### CONSIGNE
Recopiez à l'identique toutes les entrées ci-dessous, ligne par ligne, sans en omettre aucune.

*-*-*

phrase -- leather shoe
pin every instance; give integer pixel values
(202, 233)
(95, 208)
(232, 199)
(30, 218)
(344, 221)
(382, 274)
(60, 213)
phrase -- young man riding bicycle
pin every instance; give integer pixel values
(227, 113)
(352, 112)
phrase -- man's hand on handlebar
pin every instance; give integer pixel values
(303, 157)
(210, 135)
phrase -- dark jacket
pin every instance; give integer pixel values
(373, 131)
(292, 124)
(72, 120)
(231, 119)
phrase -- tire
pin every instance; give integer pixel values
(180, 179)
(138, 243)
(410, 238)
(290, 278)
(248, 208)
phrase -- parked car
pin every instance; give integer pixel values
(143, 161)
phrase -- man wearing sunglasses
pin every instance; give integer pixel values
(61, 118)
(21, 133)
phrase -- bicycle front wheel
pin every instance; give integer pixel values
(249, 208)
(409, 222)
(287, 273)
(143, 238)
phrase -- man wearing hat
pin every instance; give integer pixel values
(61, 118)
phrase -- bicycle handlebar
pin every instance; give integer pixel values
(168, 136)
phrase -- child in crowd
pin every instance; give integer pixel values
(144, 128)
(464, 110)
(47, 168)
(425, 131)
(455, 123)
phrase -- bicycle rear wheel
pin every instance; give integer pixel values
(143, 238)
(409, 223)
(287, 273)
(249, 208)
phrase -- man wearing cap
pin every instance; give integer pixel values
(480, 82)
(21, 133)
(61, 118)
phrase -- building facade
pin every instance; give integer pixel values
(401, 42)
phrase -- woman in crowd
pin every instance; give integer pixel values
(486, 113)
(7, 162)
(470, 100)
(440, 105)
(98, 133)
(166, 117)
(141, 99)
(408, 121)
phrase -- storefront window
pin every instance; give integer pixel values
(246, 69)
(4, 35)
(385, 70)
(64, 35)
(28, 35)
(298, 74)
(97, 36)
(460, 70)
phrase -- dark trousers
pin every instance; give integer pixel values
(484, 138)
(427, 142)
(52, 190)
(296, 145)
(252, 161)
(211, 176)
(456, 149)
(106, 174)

*-*-*

### RÉPONSE
phrase -- leather shoe
pin every instance; give integer pixel values
(202, 233)
(95, 208)
(232, 199)
(30, 218)
(344, 221)
(382, 274)
(60, 213)
phrase -- young man riding bicycle
pin every instance; give integer pixel values
(227, 113)
(352, 112)
phrase -- man's hand on handlebar
pin every instance; give integer pixel values
(303, 157)
(210, 135)
phrase -- dark jacket
pin every instance; give integer pixel values
(373, 131)
(292, 124)
(72, 120)
(231, 119)
phrase -- tire
pin every instance; give integer pixel values
(180, 179)
(138, 243)
(410, 238)
(290, 278)
(248, 208)
phrase -- parked car
pin every instance; give integer pixel values
(143, 161)
phrase -- man wearing sunglasses
pin every instance; give integer pixel values
(61, 118)
(21, 133)
phrase -- bicycle front wheel
pin every instance; give integer pixel values
(249, 208)
(409, 222)
(287, 273)
(143, 238)
phrase -- man wearing hat
pin every instance; give integer pixel values
(61, 118)
phrase -- bicycle handlebar
pin every instance; give integer pixel values
(168, 136)
phrase -- child in crowd
pin every instance; give integer pixel values
(144, 128)
(464, 110)
(47, 168)
(425, 131)
(455, 123)
phrase -- bicycle rear wheel
pin every instance; give integer pixel values
(143, 238)
(409, 223)
(287, 273)
(249, 208)
phrase -- man wearing cap
pin every instance; give integer pixel values
(480, 82)
(21, 133)
(61, 118)
phrase -- building facade
pin every instance; give integer pixel values
(401, 42)
phrase -- woman in crowd
pin every instance; give integer pixel values
(486, 113)
(7, 162)
(470, 100)
(440, 105)
(98, 133)
(166, 117)
(141, 99)
(408, 121)
phrase -- storefront window
pin every instance; give integer pixel values
(246, 69)
(4, 35)
(385, 70)
(64, 35)
(28, 35)
(298, 74)
(97, 36)
(460, 70)
phrase -- dark trousers
pin every instance; give integer pixel values
(484, 138)
(427, 142)
(52, 190)
(296, 145)
(252, 161)
(211, 176)
(456, 149)
(106, 174)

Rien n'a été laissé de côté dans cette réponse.